> [PROBLEMS TO WORK ON]
[A] In the passage on Linux and nostr, which company supported Linus's own work after the first 5 years?
[B] Print the rows exactly, starting with the row containing "For each instance of the overcast" and going on through the row containing "pixel 103 15".

> [PAGE TEXT]
How do we create/maintain the same culture for nostr? What business models will align incentives?

But that is not how linux started. And Bill Gates was certain (based on his capitalistic ideals) that it couldn't possibly succeed because there was no profit and therefore no incentive and therefore Bill Gates ignored it entirely to his detriment. The lesson should be that it is dangerous to be so convinced in our beliefs about how things work that we ignore what is actually happening in front of our faces.

I have no problem with people thinking about how monetary incentives could align with nostr. Nothing I'm saying is a counterpoint to that, it is a side point.

Sure. All I'm saying, and I think what Semisol was saying, is that pure altruism isn't enough. Developers have to eat, too. In the case of Linux, after the first 5 years Linus' own work was supported by a job at Transmeta, then later indirectly by other companies via funding of the Linux Foundation. IIRC, there was also a gift of some Red Hat stock when they IPOed.

It did not start that way. In the 90’s early 2000, Linux was used mostly by techies. Where will nostr be in 20 years?

> [RECORD EXTRACTS]
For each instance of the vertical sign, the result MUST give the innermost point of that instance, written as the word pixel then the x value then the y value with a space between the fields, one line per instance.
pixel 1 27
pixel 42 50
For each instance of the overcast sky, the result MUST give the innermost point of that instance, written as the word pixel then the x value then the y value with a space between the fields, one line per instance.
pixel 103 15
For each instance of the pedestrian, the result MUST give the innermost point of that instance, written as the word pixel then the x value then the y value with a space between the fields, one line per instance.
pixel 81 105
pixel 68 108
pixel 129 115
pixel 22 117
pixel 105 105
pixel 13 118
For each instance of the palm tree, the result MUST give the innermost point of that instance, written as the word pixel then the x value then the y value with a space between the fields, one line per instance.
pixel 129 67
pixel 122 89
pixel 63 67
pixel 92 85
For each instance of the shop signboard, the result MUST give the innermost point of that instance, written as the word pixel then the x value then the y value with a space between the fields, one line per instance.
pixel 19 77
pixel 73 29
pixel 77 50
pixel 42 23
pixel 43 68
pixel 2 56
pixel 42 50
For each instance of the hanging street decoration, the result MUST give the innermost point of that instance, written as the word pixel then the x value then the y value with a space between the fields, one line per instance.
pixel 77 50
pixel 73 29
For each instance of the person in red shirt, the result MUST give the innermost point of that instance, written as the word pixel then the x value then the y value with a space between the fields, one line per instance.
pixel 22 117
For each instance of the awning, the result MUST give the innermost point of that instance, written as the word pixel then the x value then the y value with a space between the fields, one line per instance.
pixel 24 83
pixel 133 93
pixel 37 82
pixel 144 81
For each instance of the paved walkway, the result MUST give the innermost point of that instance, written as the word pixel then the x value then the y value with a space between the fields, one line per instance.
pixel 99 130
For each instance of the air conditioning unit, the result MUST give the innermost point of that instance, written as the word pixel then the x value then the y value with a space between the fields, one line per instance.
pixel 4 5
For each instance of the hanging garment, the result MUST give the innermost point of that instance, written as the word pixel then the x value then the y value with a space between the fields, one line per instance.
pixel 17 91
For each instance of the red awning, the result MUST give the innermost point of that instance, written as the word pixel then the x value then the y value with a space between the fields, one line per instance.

> [OUTPUTS IN ORDER]
[A] Transmeta

[B]
For each instance of the overcast sky, the result MUST give the innermost point of that instance, written as the word pixel then the x value then the y value with a space between the fields, one line per instance.
pixel 103 15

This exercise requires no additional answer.